» Goal
Replace "distant" with "faraway" in the stretch from the start of the items through the line containing "left=0, top=149, right=74, bottom=176", and write out those lines again with everything else unchanged.

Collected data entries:

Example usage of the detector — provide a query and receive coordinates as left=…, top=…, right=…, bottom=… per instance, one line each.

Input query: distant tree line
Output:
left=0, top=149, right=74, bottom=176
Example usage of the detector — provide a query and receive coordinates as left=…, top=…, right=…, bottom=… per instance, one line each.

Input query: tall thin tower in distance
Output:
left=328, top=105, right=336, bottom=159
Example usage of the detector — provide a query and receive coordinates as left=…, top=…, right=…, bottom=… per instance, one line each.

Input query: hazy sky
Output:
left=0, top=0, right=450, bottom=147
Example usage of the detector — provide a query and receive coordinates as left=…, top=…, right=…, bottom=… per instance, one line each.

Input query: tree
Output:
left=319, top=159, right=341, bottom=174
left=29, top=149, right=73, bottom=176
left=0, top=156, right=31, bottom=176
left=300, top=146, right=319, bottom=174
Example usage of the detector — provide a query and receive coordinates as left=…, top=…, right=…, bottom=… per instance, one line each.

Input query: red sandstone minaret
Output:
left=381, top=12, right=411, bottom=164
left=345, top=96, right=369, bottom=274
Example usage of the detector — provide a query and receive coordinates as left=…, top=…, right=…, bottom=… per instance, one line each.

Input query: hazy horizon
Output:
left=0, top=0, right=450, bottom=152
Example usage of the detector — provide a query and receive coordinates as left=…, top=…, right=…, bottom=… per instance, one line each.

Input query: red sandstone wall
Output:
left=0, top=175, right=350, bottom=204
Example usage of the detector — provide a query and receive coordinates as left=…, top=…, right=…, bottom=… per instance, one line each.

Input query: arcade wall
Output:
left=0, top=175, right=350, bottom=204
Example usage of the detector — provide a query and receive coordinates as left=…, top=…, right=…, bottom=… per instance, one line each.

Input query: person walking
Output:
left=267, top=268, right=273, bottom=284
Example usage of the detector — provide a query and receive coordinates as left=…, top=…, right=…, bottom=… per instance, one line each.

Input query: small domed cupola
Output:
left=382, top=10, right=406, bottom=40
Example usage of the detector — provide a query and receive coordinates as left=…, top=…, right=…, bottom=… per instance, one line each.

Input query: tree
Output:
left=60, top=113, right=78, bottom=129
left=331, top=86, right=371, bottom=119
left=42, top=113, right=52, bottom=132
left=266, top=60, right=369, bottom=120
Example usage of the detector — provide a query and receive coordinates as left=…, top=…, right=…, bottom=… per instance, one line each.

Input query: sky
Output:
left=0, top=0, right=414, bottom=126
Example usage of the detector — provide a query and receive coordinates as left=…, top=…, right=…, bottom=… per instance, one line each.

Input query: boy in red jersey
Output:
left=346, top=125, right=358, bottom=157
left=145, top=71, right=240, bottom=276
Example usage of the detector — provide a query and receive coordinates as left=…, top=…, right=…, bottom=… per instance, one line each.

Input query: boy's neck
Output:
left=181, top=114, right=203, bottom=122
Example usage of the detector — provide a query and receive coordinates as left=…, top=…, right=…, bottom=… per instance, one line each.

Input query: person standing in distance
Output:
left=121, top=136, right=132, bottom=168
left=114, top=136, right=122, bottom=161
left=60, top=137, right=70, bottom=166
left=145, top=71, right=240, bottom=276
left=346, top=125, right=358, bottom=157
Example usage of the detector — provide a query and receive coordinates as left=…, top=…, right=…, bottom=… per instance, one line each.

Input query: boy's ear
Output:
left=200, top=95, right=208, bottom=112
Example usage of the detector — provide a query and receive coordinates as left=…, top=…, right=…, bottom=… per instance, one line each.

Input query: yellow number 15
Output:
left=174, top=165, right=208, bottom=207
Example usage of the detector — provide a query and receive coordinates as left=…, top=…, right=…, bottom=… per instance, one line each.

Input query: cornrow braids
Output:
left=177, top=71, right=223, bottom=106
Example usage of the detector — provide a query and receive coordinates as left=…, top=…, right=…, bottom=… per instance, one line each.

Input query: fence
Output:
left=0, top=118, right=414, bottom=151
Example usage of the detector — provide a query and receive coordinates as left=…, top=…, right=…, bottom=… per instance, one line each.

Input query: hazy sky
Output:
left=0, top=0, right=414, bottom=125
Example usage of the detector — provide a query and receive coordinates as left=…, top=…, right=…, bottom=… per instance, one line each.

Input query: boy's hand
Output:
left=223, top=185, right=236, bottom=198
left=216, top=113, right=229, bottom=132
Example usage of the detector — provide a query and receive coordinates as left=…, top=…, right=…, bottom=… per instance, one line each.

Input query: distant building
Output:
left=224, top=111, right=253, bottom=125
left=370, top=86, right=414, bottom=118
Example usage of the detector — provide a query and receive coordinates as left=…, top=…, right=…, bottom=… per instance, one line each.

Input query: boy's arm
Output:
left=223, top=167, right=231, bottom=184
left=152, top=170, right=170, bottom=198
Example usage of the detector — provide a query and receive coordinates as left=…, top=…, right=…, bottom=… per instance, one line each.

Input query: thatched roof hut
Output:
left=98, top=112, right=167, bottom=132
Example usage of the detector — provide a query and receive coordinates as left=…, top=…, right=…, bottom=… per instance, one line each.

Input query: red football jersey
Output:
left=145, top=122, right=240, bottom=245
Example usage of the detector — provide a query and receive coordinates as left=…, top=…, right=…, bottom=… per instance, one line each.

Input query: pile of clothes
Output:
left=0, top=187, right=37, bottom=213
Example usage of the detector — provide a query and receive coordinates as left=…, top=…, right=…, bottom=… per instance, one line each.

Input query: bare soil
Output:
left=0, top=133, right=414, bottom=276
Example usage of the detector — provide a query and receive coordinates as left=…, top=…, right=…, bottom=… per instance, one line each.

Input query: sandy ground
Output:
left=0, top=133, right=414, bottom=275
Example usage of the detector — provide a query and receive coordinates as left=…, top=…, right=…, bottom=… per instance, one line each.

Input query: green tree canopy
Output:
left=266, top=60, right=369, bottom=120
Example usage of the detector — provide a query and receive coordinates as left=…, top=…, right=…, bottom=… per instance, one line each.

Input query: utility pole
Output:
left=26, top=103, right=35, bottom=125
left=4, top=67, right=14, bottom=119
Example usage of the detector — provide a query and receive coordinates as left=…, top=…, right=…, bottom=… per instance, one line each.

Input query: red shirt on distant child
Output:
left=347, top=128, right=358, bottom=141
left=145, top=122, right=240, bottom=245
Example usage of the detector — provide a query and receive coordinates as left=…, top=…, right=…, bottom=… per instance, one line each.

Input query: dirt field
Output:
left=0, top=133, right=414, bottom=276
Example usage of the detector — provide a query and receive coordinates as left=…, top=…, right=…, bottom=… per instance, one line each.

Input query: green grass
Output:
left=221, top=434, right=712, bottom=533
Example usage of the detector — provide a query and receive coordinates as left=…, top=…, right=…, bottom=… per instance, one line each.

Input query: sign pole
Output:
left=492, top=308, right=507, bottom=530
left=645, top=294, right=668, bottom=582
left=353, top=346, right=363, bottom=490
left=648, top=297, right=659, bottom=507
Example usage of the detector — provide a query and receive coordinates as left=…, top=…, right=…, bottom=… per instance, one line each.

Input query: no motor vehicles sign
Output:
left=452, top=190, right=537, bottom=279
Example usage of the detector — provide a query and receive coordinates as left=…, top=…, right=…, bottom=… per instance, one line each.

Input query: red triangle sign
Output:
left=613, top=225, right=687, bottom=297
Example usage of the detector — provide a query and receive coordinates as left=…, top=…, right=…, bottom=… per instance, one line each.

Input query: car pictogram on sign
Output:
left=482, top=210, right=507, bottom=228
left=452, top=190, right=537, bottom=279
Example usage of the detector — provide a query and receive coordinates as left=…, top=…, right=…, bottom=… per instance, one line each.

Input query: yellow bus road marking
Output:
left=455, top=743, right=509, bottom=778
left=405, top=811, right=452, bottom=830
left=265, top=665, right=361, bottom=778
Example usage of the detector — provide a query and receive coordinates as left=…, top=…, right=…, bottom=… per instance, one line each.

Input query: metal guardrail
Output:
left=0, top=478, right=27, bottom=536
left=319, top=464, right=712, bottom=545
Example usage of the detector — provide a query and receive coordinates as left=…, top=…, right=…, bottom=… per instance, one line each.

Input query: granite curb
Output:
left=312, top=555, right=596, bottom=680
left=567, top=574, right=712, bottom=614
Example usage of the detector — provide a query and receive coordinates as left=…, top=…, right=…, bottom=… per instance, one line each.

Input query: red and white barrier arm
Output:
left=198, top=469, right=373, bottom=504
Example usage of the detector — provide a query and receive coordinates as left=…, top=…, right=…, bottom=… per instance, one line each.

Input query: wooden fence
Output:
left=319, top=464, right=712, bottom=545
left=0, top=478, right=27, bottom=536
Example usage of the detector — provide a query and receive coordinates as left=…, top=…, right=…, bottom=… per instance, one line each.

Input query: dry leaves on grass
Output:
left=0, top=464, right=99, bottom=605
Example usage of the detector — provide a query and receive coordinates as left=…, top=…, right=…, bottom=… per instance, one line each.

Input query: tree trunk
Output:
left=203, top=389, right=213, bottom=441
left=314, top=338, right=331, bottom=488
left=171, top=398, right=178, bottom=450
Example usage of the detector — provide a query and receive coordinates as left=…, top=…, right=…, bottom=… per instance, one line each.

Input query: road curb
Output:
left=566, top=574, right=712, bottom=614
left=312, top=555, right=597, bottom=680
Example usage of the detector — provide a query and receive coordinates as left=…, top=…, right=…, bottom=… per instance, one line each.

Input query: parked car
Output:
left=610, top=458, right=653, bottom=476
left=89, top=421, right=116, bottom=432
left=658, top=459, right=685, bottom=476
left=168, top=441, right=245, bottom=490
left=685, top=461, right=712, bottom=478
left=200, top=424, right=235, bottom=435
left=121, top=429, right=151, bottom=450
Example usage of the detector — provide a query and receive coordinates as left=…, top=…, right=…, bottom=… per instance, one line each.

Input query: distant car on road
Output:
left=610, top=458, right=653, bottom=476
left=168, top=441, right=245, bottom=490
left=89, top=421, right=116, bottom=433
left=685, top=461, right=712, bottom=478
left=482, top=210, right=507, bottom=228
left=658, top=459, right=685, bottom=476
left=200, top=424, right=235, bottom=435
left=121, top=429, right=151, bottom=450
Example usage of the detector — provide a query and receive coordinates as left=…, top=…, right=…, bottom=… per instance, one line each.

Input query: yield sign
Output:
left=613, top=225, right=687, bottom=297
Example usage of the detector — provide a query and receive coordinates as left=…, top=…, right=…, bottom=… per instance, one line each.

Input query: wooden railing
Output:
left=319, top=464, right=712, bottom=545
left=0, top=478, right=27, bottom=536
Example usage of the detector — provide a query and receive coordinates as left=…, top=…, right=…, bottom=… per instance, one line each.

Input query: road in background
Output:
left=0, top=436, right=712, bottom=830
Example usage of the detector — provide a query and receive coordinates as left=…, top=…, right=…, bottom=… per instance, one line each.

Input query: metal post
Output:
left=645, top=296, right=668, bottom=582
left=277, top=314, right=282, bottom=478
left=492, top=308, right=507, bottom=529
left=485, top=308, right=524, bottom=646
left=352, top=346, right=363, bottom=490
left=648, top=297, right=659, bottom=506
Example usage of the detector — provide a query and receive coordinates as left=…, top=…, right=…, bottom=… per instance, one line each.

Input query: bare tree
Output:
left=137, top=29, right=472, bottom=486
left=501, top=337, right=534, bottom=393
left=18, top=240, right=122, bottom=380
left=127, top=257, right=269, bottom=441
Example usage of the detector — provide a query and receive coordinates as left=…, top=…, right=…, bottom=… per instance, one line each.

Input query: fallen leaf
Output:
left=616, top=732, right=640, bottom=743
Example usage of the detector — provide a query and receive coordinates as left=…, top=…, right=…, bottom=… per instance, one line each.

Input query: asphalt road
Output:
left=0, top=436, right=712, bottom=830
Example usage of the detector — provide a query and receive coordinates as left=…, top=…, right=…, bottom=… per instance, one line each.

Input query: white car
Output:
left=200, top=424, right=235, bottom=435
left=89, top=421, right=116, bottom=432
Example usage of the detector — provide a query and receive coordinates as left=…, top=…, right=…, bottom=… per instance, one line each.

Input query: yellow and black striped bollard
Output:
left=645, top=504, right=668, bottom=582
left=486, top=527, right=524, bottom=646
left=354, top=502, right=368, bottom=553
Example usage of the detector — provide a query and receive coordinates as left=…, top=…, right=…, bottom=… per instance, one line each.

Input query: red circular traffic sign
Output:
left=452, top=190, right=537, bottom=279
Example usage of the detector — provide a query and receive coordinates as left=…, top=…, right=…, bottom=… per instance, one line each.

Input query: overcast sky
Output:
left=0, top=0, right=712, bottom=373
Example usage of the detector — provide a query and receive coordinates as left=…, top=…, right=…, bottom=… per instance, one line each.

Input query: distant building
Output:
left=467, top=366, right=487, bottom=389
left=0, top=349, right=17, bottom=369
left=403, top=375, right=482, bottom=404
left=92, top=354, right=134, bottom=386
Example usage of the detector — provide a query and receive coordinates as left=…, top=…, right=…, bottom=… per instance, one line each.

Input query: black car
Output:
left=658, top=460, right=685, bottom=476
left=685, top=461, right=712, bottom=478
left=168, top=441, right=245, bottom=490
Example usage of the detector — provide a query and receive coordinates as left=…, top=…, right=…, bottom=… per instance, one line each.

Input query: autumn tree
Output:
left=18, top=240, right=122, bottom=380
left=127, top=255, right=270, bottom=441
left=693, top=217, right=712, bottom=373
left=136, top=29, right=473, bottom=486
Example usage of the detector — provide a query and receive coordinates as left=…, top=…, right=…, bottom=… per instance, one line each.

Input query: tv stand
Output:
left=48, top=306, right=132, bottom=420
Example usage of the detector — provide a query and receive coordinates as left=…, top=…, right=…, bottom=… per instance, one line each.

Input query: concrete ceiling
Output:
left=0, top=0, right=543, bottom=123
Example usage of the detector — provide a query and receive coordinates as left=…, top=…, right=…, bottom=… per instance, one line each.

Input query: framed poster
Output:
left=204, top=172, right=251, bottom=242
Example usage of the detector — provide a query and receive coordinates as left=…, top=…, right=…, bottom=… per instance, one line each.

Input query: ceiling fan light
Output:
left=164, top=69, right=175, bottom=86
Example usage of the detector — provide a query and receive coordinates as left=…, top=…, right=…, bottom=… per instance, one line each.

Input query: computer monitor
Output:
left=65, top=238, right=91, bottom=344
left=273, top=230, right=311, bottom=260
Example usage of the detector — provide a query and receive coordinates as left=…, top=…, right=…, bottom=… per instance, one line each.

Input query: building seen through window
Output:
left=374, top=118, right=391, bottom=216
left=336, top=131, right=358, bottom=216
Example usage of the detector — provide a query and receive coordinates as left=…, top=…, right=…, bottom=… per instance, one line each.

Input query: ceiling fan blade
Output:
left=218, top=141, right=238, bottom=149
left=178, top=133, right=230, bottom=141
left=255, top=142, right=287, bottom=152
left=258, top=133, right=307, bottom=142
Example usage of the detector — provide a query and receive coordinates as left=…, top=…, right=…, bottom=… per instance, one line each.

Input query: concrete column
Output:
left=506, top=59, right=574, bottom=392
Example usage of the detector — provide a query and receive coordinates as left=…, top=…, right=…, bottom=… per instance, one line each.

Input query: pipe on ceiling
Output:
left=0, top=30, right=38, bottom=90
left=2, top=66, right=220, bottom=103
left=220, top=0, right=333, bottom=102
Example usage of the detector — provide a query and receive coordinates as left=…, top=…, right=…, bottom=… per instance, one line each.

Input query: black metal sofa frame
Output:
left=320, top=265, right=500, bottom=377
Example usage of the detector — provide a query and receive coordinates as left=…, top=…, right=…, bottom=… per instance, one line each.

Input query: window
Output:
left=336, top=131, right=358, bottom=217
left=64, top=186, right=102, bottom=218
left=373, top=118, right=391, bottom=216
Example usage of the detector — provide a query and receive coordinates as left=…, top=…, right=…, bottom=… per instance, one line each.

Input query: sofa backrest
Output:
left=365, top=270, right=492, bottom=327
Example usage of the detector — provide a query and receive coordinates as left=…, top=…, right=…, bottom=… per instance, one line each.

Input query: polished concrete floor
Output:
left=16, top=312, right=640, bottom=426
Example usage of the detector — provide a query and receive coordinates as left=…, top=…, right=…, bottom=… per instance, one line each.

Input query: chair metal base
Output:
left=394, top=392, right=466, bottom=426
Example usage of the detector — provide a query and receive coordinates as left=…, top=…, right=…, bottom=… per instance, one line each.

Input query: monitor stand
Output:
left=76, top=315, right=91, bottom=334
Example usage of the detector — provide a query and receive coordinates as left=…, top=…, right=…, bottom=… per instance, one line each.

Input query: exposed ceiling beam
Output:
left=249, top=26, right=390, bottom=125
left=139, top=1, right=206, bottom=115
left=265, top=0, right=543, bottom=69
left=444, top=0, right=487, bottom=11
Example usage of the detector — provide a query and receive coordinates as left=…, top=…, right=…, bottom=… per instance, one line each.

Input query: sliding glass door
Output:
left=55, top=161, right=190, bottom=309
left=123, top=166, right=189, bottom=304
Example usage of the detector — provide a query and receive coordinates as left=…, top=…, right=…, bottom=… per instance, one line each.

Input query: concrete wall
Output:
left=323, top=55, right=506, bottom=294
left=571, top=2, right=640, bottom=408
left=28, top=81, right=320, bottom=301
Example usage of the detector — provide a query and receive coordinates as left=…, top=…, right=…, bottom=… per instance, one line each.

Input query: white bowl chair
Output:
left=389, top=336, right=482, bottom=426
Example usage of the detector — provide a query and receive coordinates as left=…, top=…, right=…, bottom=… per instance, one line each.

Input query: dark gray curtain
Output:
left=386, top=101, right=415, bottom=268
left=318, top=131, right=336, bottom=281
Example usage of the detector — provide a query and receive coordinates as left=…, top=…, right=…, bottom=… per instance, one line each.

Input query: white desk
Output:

» Task result
Example usage of the detector — provide a query and receive coordinates as left=…, top=…, right=…, bottom=… per instance, one line each.

Input query: faraway tree line
Output:
left=0, top=149, right=74, bottom=176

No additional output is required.